## Task
Rewrite every line of the records below as a numbered list, skipping blank lines and leaving out the pictures.

********

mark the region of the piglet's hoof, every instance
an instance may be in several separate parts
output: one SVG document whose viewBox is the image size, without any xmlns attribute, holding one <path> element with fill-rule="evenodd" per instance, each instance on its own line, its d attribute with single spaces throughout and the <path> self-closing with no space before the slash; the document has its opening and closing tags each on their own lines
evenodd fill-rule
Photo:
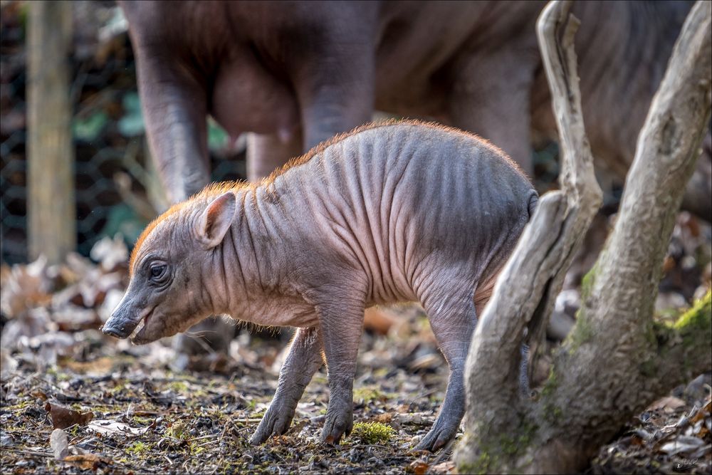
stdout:
<svg viewBox="0 0 712 475">
<path fill-rule="evenodd" d="M 348 436 L 353 429 L 353 415 L 350 411 L 339 414 L 328 413 L 324 429 L 321 432 L 321 442 L 324 444 L 337 445 L 343 435 Z"/>
<path fill-rule="evenodd" d="M 425 435 L 423 439 L 415 446 L 412 451 L 426 450 L 434 452 L 450 442 L 455 437 L 456 432 L 456 426 L 454 430 L 449 430 L 446 427 L 433 427 Z"/>
<path fill-rule="evenodd" d="M 259 445 L 273 435 L 282 435 L 289 429 L 289 426 L 294 417 L 294 409 L 283 407 L 273 407 L 267 409 L 265 415 L 260 421 L 257 430 L 250 439 L 250 444 Z"/>
</svg>

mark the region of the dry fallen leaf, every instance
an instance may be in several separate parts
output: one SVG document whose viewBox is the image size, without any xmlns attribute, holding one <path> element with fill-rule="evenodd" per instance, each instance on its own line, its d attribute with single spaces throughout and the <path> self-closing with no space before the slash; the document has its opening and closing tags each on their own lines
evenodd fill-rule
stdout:
<svg viewBox="0 0 712 475">
<path fill-rule="evenodd" d="M 63 407 L 62 406 L 48 402 L 45 404 L 45 410 L 49 412 L 52 417 L 52 425 L 55 429 L 66 429 L 75 424 L 86 425 L 94 417 L 93 412 L 84 412 Z"/>
<path fill-rule="evenodd" d="M 662 409 L 664 411 L 674 411 L 676 409 L 684 407 L 685 405 L 685 402 L 681 399 L 675 397 L 674 396 L 666 396 L 665 397 L 661 397 L 650 404 L 646 410 L 657 411 Z"/>
<path fill-rule="evenodd" d="M 414 460 L 411 462 L 410 465 L 406 468 L 406 471 L 411 474 L 415 474 L 415 475 L 424 475 L 428 472 L 428 468 L 429 466 L 430 465 L 426 461 L 418 459 L 417 460 Z"/>
<path fill-rule="evenodd" d="M 69 439 L 67 433 L 61 429 L 55 429 L 49 437 L 49 445 L 52 447 L 54 458 L 61 460 L 69 454 Z"/>
<path fill-rule="evenodd" d="M 11 318 L 46 306 L 51 300 L 53 284 L 47 275 L 47 259 L 43 256 L 26 266 L 13 266 L 10 276 L 3 281 L 0 308 Z"/>
<path fill-rule="evenodd" d="M 68 455 L 64 458 L 64 461 L 78 466 L 82 470 L 96 470 L 100 462 L 109 463 L 104 457 L 96 454 L 83 454 L 81 455 Z"/>
<path fill-rule="evenodd" d="M 90 423 L 87 429 L 99 434 L 122 434 L 129 437 L 141 435 L 148 430 L 148 427 L 132 427 L 123 422 L 107 419 L 95 420 Z"/>
<path fill-rule="evenodd" d="M 660 451 L 668 455 L 674 455 L 681 452 L 687 453 L 702 447 L 704 443 L 701 439 L 681 435 L 671 442 L 668 442 L 660 447 Z"/>
</svg>

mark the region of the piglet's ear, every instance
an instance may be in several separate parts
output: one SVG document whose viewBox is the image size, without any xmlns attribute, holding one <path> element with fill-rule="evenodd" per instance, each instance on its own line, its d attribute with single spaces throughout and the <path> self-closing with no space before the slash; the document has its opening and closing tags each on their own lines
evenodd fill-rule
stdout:
<svg viewBox="0 0 712 475">
<path fill-rule="evenodd" d="M 235 217 L 236 200 L 235 194 L 228 192 L 216 198 L 203 212 L 198 220 L 197 231 L 198 238 L 206 249 L 210 249 L 222 242 Z"/>
</svg>

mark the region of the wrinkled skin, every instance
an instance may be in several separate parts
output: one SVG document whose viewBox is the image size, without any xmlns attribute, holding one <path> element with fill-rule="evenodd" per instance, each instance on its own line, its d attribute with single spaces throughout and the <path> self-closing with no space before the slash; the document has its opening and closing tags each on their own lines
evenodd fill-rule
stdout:
<svg viewBox="0 0 712 475">
<path fill-rule="evenodd" d="M 513 162 L 473 135 L 372 126 L 271 179 L 209 187 L 157 218 L 135 248 L 129 288 L 103 331 L 126 338 L 143 319 L 133 341 L 145 343 L 212 313 L 296 327 L 251 442 L 288 429 L 323 351 L 322 440 L 337 444 L 352 427 L 365 308 L 418 301 L 450 368 L 440 412 L 416 447 L 436 450 L 464 413 L 477 311 L 536 202 Z"/>
<path fill-rule="evenodd" d="M 172 202 L 209 177 L 206 114 L 248 141 L 250 179 L 370 120 L 435 118 L 532 172 L 556 139 L 534 25 L 543 1 L 121 1 L 153 156 Z M 622 182 L 691 2 L 576 2 L 584 119 Z M 709 139 L 684 207 L 712 220 Z"/>
</svg>

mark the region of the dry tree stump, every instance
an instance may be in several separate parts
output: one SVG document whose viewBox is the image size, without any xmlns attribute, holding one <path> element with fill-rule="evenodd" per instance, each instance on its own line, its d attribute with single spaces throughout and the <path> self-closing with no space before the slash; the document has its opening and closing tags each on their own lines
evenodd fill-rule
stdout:
<svg viewBox="0 0 712 475">
<path fill-rule="evenodd" d="M 706 307 L 674 325 L 653 320 L 675 215 L 712 108 L 712 3 L 701 1 L 640 132 L 615 226 L 585 280 L 576 325 L 537 400 L 518 391 L 520 345 L 540 340 L 601 202 L 581 115 L 572 41 L 578 21 L 570 6 L 550 2 L 537 24 L 562 145 L 561 190 L 540 200 L 473 336 L 465 435 L 456 454 L 461 473 L 580 469 L 637 412 L 712 369 L 709 295 Z"/>
</svg>

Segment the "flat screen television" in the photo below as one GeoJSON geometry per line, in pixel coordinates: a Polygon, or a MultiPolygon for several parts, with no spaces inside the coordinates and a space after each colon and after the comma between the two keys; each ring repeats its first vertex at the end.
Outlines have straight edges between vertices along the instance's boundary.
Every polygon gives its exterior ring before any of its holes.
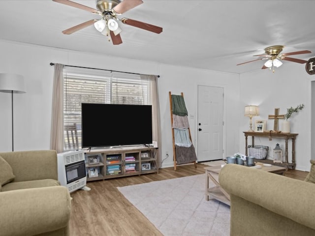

********

## The result
1. mark the region of the piglet's hoof, every instance
2. an instance may be in several separate parts
3. output: one SVG document whose viewBox is the image size, without any xmlns attribute, holding one <path> element with fill-rule="evenodd" per instance, each instance on its own line, its d attribute with single spaces throughout and the <path> self-closing with no space before the slash; the document has its opening and closing tags each on their own lines
4. evenodd fill-rule
5. Photo:
6. stdout:
7. <svg viewBox="0 0 712 475">
8. <path fill-rule="evenodd" d="M 348 436 L 353 429 L 353 415 L 350 411 L 339 414 L 328 413 L 324 429 L 321 432 L 321 442 L 324 444 L 337 445 L 343 435 Z"/>
9. <path fill-rule="evenodd" d="M 425 435 L 423 439 L 415 446 L 412 451 L 426 450 L 434 452 L 450 442 L 455 437 L 456 432 L 456 426 L 454 430 L 449 430 L 446 427 L 433 427 Z"/>
10. <path fill-rule="evenodd" d="M 259 445 L 273 435 L 282 435 L 289 429 L 289 426 L 294 417 L 294 409 L 283 407 L 273 407 L 267 409 L 265 415 L 260 421 L 257 430 L 250 439 L 250 444 Z"/>
11. </svg>
12. mark the region of the dry fallen leaf, every instance
13. an instance may be in several separate parts
14. output: one SVG document whose viewBox is the image size, without any xmlns attribute, holding one <path> element with fill-rule="evenodd" per instance, each instance on its own line, its d attribute with single spaces throughout and the <path> self-closing with no space before the slash; the document has its opening and closing tags each on their own lines
15. evenodd fill-rule
16. stdout:
17. <svg viewBox="0 0 712 475">
18. <path fill-rule="evenodd" d="M 63 407 L 62 406 L 48 402 L 45 404 L 45 410 L 49 412 L 52 417 L 52 425 L 55 429 L 66 429 L 75 424 L 86 425 L 94 417 L 93 412 L 84 412 Z"/>
19. <path fill-rule="evenodd" d="M 662 409 L 664 411 L 674 411 L 676 409 L 684 407 L 685 405 L 685 402 L 681 399 L 675 397 L 674 396 L 666 396 L 665 397 L 661 397 L 650 404 L 646 410 L 657 411 Z"/>
20. <path fill-rule="evenodd" d="M 414 460 L 411 462 L 410 465 L 406 468 L 406 471 L 411 474 L 415 474 L 415 475 L 424 475 L 428 472 L 428 468 L 429 466 L 430 465 L 426 461 L 418 459 L 417 460 Z"/>
21. <path fill-rule="evenodd" d="M 69 439 L 67 433 L 61 429 L 55 429 L 49 437 L 49 445 L 52 447 L 54 458 L 61 460 L 69 454 Z"/>
22. <path fill-rule="evenodd" d="M 11 318 L 46 306 L 51 300 L 53 284 L 47 275 L 47 259 L 43 256 L 26 266 L 13 266 L 10 276 L 3 281 L 0 308 Z"/>
23. <path fill-rule="evenodd" d="M 68 455 L 64 458 L 64 461 L 78 466 L 82 470 L 96 470 L 100 462 L 109 463 L 104 457 L 96 454 L 83 454 L 81 455 Z"/>
24. <path fill-rule="evenodd" d="M 90 423 L 87 429 L 99 434 L 122 434 L 129 437 L 141 435 L 148 430 L 148 427 L 132 427 L 123 422 L 107 419 L 95 420 Z"/>
25. <path fill-rule="evenodd" d="M 660 451 L 668 455 L 674 455 L 681 452 L 687 453 L 702 447 L 704 443 L 701 439 L 681 435 L 671 442 L 668 442 L 660 447 Z"/>
26. </svg>
27. mark the region of the piglet's ear, every instance
28. an instance may be in several separate parts
29. output: one SVG document whose viewBox is the image size, without any xmlns attribute, holding one <path> element with fill-rule="evenodd" per instance, each instance on its own line, its d attribute with single spaces throughout and the <path> self-closing with no space before the slash; the document has its opening and closing tags each on their own lines
30. evenodd fill-rule
31. stdout:
32. <svg viewBox="0 0 712 475">
33. <path fill-rule="evenodd" d="M 235 217 L 236 200 L 235 194 L 228 192 L 216 198 L 203 212 L 198 220 L 197 231 L 198 238 L 206 249 L 210 249 L 222 242 Z"/>
34. </svg>
35. mark the region of the wrinkled skin, every instance
36. an instance may be in several separate parts
37. output: one SVG document whose viewBox is the image size, without any xmlns attribute, holding one <path> element with fill-rule="evenodd" per instance, each instance on its own line, its d attribute with single spaces throughout and the <path> self-closing with no space before the slash; the document has its opening and closing tags each on their own lines
38. evenodd fill-rule
39. stdout:
40. <svg viewBox="0 0 712 475">
41. <path fill-rule="evenodd" d="M 513 162 L 473 135 L 372 126 L 271 179 L 209 187 L 157 218 L 135 248 L 129 288 L 103 331 L 126 338 L 143 319 L 133 341 L 145 343 L 212 313 L 296 327 L 251 442 L 288 429 L 323 351 L 322 440 L 337 444 L 352 427 L 365 308 L 418 301 L 450 368 L 440 412 L 416 447 L 436 450 L 464 413 L 477 311 L 536 202 Z"/>
42. <path fill-rule="evenodd" d="M 172 202 L 209 177 L 206 114 L 248 141 L 250 179 L 370 120 L 435 118 L 532 172 L 556 139 L 534 25 L 543 1 L 121 1 L 153 156 Z M 622 182 L 691 2 L 576 2 L 584 119 Z M 709 139 L 684 207 L 712 220 Z"/>
43. </svg>
44. mark the region of the dry tree stump, every instance
45. an instance may be in several separate parts
46. output: one SVG document whose viewBox is the image size, without any xmlns attribute, holding one <path> element with fill-rule="evenodd" per instance, each instance on its own line, its d attribute with single spaces throughout and the <path> self-closing with no space before the slash; the document has its opening and closing tags each on their own lines
47. evenodd fill-rule
48. stdout:
49. <svg viewBox="0 0 712 475">
50. <path fill-rule="evenodd" d="M 706 307 L 674 325 L 653 320 L 675 215 L 712 108 L 712 3 L 701 1 L 640 132 L 615 226 L 585 280 L 576 325 L 537 400 L 518 391 L 520 345 L 540 340 L 601 202 L 581 115 L 572 41 L 578 21 L 570 6 L 550 2 L 537 24 L 562 145 L 561 190 L 540 200 L 473 336 L 465 435 L 456 454 L 461 473 L 580 469 L 637 412 L 712 369 L 709 295 Z"/>
51. </svg>
52. Segment the "flat screen television" in the photo below as one GeoJSON geometry per line, in pixel coordinates: a Polygon, or a MultiPolygon for several parts, with no spaces inside the coordinates and a space after each colon and after the comma between the two keys; each ring repeats its first vertex at the end.
53. Outlines have straight edges between vertices along the instance's boundary.
54. Every polygon gives its exterior ring before any of its holes.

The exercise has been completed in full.